### ACTIVITY
Transcribe all of the entries below exactly. Leave out the pictures.
INFORMATION PROVIDED Start Marker
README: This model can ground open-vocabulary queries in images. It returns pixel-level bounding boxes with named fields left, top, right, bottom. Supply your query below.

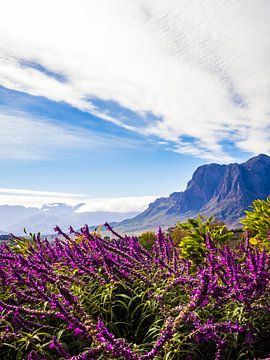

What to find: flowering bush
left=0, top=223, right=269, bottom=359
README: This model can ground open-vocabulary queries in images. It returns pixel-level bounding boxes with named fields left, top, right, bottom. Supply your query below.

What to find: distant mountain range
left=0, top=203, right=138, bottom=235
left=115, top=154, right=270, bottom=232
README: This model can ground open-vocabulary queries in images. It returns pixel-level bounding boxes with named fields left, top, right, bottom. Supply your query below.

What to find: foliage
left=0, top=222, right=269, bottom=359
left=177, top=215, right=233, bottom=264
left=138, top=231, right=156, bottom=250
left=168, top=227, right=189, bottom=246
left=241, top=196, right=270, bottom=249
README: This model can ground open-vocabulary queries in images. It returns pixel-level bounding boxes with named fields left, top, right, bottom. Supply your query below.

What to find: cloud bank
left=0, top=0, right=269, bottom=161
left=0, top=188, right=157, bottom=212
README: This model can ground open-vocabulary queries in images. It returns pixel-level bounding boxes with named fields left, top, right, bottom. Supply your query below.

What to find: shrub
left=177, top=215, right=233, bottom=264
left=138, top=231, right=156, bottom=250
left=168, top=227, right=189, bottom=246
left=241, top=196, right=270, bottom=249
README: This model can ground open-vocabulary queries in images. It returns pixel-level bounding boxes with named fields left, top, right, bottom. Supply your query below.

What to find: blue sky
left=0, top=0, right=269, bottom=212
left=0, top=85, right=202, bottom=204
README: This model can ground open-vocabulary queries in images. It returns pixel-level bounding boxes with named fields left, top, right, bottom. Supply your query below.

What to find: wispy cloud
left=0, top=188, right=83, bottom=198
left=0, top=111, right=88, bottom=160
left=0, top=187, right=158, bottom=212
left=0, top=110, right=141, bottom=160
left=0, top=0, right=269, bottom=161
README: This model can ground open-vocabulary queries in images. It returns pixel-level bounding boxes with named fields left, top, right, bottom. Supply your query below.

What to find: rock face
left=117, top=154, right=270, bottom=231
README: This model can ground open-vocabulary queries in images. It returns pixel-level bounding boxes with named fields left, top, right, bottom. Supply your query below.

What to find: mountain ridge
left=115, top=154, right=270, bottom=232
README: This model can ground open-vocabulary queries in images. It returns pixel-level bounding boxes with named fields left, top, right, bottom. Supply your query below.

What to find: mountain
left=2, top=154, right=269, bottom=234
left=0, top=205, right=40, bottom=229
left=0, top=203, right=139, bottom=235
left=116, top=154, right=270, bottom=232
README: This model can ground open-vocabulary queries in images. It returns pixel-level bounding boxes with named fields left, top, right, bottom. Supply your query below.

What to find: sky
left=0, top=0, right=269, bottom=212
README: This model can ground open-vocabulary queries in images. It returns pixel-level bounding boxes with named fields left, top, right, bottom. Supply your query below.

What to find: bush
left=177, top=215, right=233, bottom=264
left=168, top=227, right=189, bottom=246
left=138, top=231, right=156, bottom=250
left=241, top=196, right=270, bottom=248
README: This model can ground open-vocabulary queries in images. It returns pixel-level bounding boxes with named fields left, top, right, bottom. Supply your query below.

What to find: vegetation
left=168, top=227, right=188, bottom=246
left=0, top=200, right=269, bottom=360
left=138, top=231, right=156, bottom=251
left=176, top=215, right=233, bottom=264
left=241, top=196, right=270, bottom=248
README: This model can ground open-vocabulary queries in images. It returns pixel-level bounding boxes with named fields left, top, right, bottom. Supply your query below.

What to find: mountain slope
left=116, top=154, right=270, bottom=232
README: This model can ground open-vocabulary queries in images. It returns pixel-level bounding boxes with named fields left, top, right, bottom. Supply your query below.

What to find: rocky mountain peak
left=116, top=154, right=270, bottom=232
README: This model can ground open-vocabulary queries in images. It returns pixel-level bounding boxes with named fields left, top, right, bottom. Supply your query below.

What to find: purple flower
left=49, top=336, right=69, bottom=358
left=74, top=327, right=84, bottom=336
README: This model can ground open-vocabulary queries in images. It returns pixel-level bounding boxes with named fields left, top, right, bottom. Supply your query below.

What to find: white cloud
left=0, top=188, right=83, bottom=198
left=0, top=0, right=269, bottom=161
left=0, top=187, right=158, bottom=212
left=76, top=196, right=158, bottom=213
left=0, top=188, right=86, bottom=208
INFORMATION PROVIDED End Marker
### EXERCISE RESPONSE
README: This model can ground open-vocabulary queries in images. It returns pixel-level bounding boxes with named fields left, top, right, bottom. Supply your query below.


What to find: flowering bush
left=0, top=223, right=269, bottom=359
README: This model can ground open-vocabulary queries in images. It returns pixel-level bounding boxes with named fields left, top, right, bottom. Supply your query below.

What to find: distant mountain range
left=0, top=203, right=138, bottom=235
left=115, top=154, right=270, bottom=232
README: This model can ground open-vocabulary queries in images. It returns pixel-level bounding boxes with named fields left, top, right, bottom. Supply your query below.

What to find: foliage
left=0, top=222, right=269, bottom=359
left=177, top=215, right=233, bottom=264
left=138, top=231, right=156, bottom=250
left=168, top=227, right=189, bottom=246
left=241, top=196, right=270, bottom=249
README: This model can ground open-vocabulary queries in images. It returns pixel-level bounding boxes with named fields left, top, right, bottom. Supply your query below.

What to find: cloud bank
left=0, top=0, right=269, bottom=161
left=0, top=188, right=157, bottom=212
README: This model can ground open-vocabulary queries in images. It returns pixel-level bounding boxes with named fields left, top, right, bottom. Supply your query below.

What to find: shrub
left=177, top=215, right=233, bottom=264
left=138, top=231, right=156, bottom=250
left=168, top=227, right=189, bottom=246
left=241, top=196, right=270, bottom=249
README: This model can ground open-vocabulary queries in images. It returns pixel-level bounding boxes with named fields left, top, right, bottom. Supply your query below.

What to find: blue sky
left=0, top=0, right=269, bottom=212
left=0, top=85, right=202, bottom=204
README: This model can ground open-vocabulary queries in images. It returns pixel-level bounding boxes with named fields left, top, right, bottom. Supply your query below.

What to find: wispy cloud
left=0, top=188, right=83, bottom=198
left=0, top=111, right=88, bottom=160
left=0, top=187, right=158, bottom=212
left=0, top=110, right=141, bottom=160
left=0, top=0, right=269, bottom=161
README: This model can ground open-vocabulary queries in images. It returns pixel-level bounding boxes with named fields left, top, right, bottom. Supply your query below.

What to find: rock face
left=117, top=154, right=270, bottom=231
README: This model can ground open-vocabulary queries in images. It returns pixel-level bounding boxes with named fields left, top, right, bottom. Supply your query below.

What to find: mountain ridge
left=115, top=154, right=270, bottom=232
README: This model can ground open-vocabulary queries in images. It returns pixel-level bounding boxes with named fields left, top, right, bottom. Supply your query below.

What to find: mountain
left=2, top=154, right=269, bottom=234
left=0, top=205, right=40, bottom=229
left=0, top=203, right=139, bottom=235
left=116, top=154, right=270, bottom=232
README: This model can ground open-vocabulary queries in images. It returns pixel-level bounding boxes with named fields left, top, right, bottom. Supply your query below.

What to find: sky
left=0, top=0, right=269, bottom=212
README: This model can ground open-vocabulary queries in images. It returns pixel-level bounding boxes with named fields left, top, right, bottom. Supply your query below.

What to find: bush
left=177, top=215, right=233, bottom=264
left=168, top=227, right=189, bottom=246
left=138, top=231, right=156, bottom=250
left=241, top=196, right=270, bottom=248
README: This model can ground open-vocabulary queries in images. It returns pixel-level bounding boxes with named fields left, top, right, bottom. Supply your query below.

What to find: vegetation
left=168, top=227, right=188, bottom=246
left=0, top=200, right=269, bottom=360
left=138, top=231, right=156, bottom=251
left=176, top=215, right=233, bottom=264
left=241, top=196, right=270, bottom=248
README: This model can ground open-vocabulary queries in images. It returns pixel-level bounding boxes with named fields left, top, right, bottom. Supply your query below.

What to find: mountain slope
left=116, top=154, right=270, bottom=232
README: This model can ground open-vocabulary queries in images. It returns pixel-level bounding boxes with named fields left, top, right, bottom. Supply your query below.

What to find: rocky mountain peak
left=116, top=154, right=270, bottom=232
README: This model can ground open-vocabulary queries in images. It returns pixel-level bounding boxes with named fields left, top, right, bottom. Supply your query below.

What to find: purple flower
left=49, top=336, right=69, bottom=358
left=74, top=327, right=84, bottom=336
README: This model can ground open-vocabulary queries in images. It returns pixel-level bounding boxes with named fields left, top, right, bottom. Supply your query below.

What to find: white cloud
left=0, top=188, right=83, bottom=198
left=0, top=0, right=269, bottom=161
left=0, top=187, right=158, bottom=212
left=76, top=196, right=158, bottom=213
left=0, top=188, right=86, bottom=208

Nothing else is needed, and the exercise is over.